═════ TEXTE DE LA PAGE ═════

Mathieu Pigné, co-fondateur et batteur de la formation, a eu la gentillesse de nous accorder un entretien au sujet de la fabrication du troisième opus explosif d’Animal Triste.

Animal Triste Jericho Band 3

Frédéric Natuzzi: Le rock a toujours été relié à la musique du diable. « Ave Satan » c’est votre serment d’allégeance ?

Mathieu Pigné: Au rock & roll, pas à Satan (quoique ce n’est jamais très éloigné). Ce titre, c’est surtout un clin d’œil à toute l’iconographie utilisée par le rock -et assimilé- depuis des années. On joue avec les symboles : le cross road de Robert Johnson, les références satanistes souvent utilisées de manière grand-guignolesque chez Slayer, ou encore les pochettes fascinantes de certains trucs de black metal. On n’est pas les premiers ni les derniers, je me souviens notamment de cet album des White Stripes : Get Behind Me Satan. Bref, quand tu penses esthétisme sulfureux, tu penses plus facilement au diable qu’au bon Dieu. Dans le rock, il y a quelque chose de sacré dans cette provocation. On a trouvé ça marrant de rendre un hommage discret à celui qui hante la musique qu’on écoute tous. Et puis, sincèrement, si tu fais allégeance au diable, tu vas plutôt sur Cnews ou Europe 1. On a quand même notre dignité.

FN: Ce titre, « Ave Satan », est dément. Un mur de son brûlant. Comment a-t-il été construit ?

═════ ENREGISTREMENTS DE DONNÉES ═════

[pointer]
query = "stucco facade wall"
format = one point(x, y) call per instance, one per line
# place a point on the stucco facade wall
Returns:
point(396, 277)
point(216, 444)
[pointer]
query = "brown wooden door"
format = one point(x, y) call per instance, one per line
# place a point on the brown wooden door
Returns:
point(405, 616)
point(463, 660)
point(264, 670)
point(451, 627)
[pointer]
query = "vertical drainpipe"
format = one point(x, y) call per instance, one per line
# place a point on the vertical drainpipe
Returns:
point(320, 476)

═════
═════ ENREGISTREMENTS DE DONNÉES ═════

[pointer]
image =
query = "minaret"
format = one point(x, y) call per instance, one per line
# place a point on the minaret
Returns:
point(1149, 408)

═════
═════ ENREGISTREMENTS DE DONNÉES ═════

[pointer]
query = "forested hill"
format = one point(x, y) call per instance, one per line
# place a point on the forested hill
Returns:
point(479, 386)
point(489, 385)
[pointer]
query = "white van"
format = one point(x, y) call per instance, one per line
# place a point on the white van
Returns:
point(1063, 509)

═════

» **CONSIGNE**
Reproduis l'entretien avec Mathieu Pigné en entier, mot pour mot. Ces enregistrements n'ont aucun rapport avec l'entretien.

» **RÉPONSE ATTENDUE**
Mathieu Pigné, co-fondateur et batteur de la formation, a eu la gentillesse de nous accorder un entretien au sujet de la fabrication du troisième opus explosif d’Animal Triste.

Animal Triste Jericho Band 3

Frédéric Natuzzi: Le rock a toujours été relié à la musique du diable. « Ave Satan » c’est votre serment d’allégeance ?

Mathieu Pigné: Au rock & roll, pas à Satan (quoique ce n’est jamais très éloigné). Ce titre, c’est surtout un clin d’œil à toute l’iconographie utilisée par le rock -et assimilé- depuis des années. On joue avec les symboles : le cross road de Robert Johnson, les références satanistes souvent utilisées de manière grand-guignolesque chez Slayer, ou encore les pochettes fascinantes de certains trucs de black metal. On n’est pas les premiers ni les derniers, je me souviens notamment de cet album des White Stripes : Get Behind Me Satan. Bref, quand tu penses esthétisme sulfureux, tu penses plus facilement au diable qu’au bon Dieu. Dans le rock, il y a quelque chose de sacré dans cette provocation. On a trouvé ça marrant de rendre un hommage discret à celui qui hante la musique qu’on écoute tous. Et puis, sincèrement, si tu fais allégeance au diable, tu vas plutôt sur Cnews ou Europe 1. On a quand même notre dignité.

FN: Ce titre, « Ave Satan », est dément. Un mur de son brûlant. Comment a-t-il été construit ?